* **TEXT EXCERPT**:
The US Center For Disease Control maintains an updated list of medical advice for those traveling to Uganda

The CDC recommends being up to date with all your regular shots. These vaccines include measles-mumps-rubella (MMR) vaccine, diphtheria-tetanus-pertussis vaccine, varicella (chickenpox) vaccine, polio vaccine, and your yearly flu shot

They also suggest being vaccinated for hepatitis A. There is also some advice about protection for hepatitis B and rabies – but this depends to some degree on where you are heading and what you are doing.

Additionally, malaria, yellow fever, zika virus, chikungunya virus and dengue fever are a risk in Uganda so avoiding being bitten by mosquitos is advised. Also, ticks can carry diseases so when going through forested areas or long grass protect yourself by wearing long trousers and shirts. Tsetse flies carry diseases and there are no effective repellents so the same precautions as for ticks are the best prevention.


Access to medical care in Uganda is very limited, especially outside of Kampala, the capital city. The health care provided by the country’s medical facilities remains of poor quality. The main hospital in Uganda is the Mulago Hospital, located in the capital. It is only suitable for basic medical care. In the event of serious medical issues, an air evacuation to another country is indispensable.

* **EXERCISE**:
Copy everything in the Uganda travel health text from "The US Center" down to "you are doing.", changing "flu shot" to "influenza vaccine".

* **RECORDED DATA**:
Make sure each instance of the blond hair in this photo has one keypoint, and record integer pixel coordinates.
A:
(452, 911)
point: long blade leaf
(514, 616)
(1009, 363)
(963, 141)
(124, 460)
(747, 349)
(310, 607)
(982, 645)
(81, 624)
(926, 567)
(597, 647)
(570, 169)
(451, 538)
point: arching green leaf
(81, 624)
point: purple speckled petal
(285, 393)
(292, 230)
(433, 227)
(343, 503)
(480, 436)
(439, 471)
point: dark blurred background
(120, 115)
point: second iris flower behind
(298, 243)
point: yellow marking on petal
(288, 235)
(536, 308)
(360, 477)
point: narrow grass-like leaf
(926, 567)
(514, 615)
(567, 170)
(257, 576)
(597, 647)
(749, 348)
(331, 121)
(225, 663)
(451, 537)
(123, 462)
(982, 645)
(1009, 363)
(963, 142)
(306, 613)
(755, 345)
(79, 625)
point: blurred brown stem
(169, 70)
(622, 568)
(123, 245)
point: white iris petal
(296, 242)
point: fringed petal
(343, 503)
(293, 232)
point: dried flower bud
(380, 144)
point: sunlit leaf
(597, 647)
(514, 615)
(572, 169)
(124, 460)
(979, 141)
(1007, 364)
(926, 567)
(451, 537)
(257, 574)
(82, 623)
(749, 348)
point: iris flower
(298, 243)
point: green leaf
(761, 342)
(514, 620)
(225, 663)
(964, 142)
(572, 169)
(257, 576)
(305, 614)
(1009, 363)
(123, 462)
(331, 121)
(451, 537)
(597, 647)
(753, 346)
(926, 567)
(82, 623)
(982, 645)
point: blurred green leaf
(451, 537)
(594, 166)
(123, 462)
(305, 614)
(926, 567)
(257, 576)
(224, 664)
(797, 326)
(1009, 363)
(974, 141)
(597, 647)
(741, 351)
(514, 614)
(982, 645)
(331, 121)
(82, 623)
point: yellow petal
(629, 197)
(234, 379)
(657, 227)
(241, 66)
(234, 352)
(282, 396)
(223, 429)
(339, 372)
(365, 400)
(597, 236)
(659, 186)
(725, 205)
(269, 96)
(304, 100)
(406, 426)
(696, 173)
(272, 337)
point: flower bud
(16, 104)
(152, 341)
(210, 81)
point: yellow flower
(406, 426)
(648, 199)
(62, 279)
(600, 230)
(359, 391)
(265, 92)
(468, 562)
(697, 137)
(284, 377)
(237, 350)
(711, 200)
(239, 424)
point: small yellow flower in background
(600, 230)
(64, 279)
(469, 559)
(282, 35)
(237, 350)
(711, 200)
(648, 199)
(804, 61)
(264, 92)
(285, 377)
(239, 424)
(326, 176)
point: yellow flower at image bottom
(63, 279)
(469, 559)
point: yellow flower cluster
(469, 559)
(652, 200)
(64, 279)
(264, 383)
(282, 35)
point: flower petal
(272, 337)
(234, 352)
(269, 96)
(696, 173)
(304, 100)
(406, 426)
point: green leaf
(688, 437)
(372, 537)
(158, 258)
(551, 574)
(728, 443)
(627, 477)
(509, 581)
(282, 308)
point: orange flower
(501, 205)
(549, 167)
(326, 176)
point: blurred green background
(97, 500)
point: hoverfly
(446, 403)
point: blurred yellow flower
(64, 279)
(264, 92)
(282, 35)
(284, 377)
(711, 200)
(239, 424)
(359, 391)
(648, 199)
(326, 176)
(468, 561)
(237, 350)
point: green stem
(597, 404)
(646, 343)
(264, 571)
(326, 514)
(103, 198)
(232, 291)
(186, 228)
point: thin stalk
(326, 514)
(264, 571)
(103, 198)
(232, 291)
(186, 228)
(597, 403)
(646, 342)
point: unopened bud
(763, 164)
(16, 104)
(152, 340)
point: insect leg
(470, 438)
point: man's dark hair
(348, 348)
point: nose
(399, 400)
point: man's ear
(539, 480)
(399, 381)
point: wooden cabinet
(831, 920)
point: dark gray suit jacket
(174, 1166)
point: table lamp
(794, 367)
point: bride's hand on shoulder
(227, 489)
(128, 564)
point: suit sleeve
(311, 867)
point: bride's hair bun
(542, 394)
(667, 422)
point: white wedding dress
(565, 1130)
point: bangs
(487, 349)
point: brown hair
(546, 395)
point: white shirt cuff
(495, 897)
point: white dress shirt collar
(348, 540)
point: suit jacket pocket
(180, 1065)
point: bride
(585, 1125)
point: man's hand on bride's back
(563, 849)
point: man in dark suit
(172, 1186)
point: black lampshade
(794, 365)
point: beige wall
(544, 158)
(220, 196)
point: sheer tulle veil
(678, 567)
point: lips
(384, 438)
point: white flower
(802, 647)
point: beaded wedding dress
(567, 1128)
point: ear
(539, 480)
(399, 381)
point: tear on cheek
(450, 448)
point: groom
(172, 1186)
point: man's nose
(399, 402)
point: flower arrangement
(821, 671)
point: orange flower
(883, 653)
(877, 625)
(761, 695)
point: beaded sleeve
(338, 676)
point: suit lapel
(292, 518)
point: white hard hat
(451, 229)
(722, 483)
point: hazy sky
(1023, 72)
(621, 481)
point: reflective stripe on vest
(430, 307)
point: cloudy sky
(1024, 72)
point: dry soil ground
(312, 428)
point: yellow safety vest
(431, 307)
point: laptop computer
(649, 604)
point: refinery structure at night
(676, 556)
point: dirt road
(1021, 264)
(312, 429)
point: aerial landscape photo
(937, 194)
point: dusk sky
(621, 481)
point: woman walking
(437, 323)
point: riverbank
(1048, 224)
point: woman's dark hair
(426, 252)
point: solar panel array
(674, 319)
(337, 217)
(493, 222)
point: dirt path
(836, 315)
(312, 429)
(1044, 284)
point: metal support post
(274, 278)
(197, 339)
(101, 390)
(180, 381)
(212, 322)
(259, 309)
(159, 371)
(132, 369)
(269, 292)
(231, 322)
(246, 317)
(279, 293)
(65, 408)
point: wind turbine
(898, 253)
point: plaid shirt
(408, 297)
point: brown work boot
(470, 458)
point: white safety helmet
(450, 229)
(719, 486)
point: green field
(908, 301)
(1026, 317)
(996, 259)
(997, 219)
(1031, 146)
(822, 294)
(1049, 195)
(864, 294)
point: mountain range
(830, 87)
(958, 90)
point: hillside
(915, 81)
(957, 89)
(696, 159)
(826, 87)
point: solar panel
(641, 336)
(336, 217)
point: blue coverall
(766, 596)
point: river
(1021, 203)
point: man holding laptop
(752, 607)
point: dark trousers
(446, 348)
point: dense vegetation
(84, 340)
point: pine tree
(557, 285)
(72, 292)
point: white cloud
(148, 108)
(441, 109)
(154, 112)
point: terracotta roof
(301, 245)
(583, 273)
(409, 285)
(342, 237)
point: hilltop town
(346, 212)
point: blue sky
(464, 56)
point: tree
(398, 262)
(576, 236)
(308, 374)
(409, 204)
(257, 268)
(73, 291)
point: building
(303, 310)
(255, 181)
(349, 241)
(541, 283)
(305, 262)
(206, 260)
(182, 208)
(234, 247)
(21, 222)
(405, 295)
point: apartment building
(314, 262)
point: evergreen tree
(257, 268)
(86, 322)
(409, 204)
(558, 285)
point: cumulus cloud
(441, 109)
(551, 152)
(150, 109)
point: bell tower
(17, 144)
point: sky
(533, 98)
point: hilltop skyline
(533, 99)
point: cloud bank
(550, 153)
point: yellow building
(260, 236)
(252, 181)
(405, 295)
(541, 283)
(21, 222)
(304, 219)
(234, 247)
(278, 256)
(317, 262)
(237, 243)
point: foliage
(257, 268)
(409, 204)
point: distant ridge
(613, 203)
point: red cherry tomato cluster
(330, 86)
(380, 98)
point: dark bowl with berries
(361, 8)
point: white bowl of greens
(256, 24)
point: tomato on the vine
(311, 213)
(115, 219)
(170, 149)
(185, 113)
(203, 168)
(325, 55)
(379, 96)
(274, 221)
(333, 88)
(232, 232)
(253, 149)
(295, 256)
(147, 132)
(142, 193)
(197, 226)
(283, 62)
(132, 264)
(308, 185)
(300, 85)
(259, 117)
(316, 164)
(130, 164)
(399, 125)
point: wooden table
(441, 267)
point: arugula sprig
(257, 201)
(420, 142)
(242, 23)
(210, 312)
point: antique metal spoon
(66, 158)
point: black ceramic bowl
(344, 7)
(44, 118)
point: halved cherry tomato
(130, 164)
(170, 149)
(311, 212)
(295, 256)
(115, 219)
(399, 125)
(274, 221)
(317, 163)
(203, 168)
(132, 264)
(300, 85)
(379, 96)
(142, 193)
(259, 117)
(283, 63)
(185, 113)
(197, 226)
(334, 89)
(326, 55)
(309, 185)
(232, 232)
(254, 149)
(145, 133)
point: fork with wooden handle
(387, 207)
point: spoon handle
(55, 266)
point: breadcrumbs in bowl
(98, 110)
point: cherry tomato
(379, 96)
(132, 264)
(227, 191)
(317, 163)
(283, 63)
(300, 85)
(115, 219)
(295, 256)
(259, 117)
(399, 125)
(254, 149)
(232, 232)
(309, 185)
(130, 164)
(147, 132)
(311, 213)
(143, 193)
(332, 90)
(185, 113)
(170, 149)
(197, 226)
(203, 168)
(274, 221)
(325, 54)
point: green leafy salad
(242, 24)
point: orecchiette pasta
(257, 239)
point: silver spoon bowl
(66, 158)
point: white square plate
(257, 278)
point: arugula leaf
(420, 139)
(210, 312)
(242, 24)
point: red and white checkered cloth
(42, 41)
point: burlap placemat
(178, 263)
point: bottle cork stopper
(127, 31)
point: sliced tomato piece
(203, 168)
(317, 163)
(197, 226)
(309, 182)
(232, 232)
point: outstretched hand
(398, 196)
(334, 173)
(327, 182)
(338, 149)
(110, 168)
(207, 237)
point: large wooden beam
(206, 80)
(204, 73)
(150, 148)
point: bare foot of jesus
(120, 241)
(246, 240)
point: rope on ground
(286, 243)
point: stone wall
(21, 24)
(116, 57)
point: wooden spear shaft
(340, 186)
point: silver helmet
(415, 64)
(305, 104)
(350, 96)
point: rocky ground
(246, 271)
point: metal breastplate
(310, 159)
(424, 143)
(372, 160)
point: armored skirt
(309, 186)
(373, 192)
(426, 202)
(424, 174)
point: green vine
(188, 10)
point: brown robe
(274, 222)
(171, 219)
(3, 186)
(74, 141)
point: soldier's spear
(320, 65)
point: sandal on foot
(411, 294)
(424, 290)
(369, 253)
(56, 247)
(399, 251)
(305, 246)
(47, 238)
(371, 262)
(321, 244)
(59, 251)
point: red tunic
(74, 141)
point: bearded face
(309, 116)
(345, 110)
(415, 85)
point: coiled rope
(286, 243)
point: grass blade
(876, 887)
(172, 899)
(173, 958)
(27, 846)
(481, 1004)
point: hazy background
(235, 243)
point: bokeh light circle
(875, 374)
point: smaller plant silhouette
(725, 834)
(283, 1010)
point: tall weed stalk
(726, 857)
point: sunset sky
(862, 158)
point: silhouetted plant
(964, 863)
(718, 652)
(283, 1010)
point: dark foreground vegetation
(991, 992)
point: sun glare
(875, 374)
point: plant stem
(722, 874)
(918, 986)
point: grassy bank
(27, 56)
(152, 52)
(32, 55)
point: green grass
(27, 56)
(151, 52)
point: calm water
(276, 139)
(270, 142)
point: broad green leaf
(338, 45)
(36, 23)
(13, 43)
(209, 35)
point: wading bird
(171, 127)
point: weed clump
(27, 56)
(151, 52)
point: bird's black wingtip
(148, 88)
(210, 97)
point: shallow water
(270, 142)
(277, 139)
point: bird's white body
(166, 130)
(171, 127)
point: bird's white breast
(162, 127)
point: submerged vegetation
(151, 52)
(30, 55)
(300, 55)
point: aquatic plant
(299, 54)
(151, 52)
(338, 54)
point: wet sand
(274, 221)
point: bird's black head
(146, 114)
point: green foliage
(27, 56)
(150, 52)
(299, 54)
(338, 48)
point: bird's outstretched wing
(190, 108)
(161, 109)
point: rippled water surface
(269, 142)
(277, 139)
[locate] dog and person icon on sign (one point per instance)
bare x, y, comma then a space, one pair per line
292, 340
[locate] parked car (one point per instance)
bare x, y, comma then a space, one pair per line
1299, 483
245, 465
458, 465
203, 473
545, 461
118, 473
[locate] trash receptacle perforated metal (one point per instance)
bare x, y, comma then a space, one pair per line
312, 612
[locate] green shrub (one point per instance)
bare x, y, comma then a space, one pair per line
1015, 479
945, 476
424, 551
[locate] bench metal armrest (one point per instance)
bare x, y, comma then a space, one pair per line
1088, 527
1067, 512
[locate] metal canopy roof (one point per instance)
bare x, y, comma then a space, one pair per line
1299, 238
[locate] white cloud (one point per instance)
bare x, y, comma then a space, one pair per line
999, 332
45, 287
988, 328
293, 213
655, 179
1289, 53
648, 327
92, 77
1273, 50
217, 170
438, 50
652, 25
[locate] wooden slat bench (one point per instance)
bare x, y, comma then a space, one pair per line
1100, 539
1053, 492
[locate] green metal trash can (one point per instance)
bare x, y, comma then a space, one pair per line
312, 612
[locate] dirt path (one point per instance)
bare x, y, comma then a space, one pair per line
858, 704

* **RESULT FOR THIS EXERCISE**:
The US Center For Disease Control maintains an updated list of medical advice for those traveling to Uganda

The CDC recommends being up to date with all your regular shots. These vaccines include measles-mumps-rubella (MMR) vaccine, diphtheria-tetanus-pertussis vaccine, varicella (chickenpox) vaccine, polio vaccine, and your yearly influenza vaccine

They also suggest being vaccinated for hepatitis A. There is also some advice about protection for hepatitis B and rabies – but this depends to some degree on where you are heading and what you are doing.